## BEGIN Source material

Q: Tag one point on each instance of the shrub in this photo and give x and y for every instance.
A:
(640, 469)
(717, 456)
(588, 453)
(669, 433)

## END Source material

**Aim**
From the records above, please extract every line and repeat it exactly.

**Answer to this task**
Q: Tag one point on each instance of the shrub in this photo and give x and y for every instance.
A:
(640, 469)
(717, 456)
(588, 453)
(669, 433)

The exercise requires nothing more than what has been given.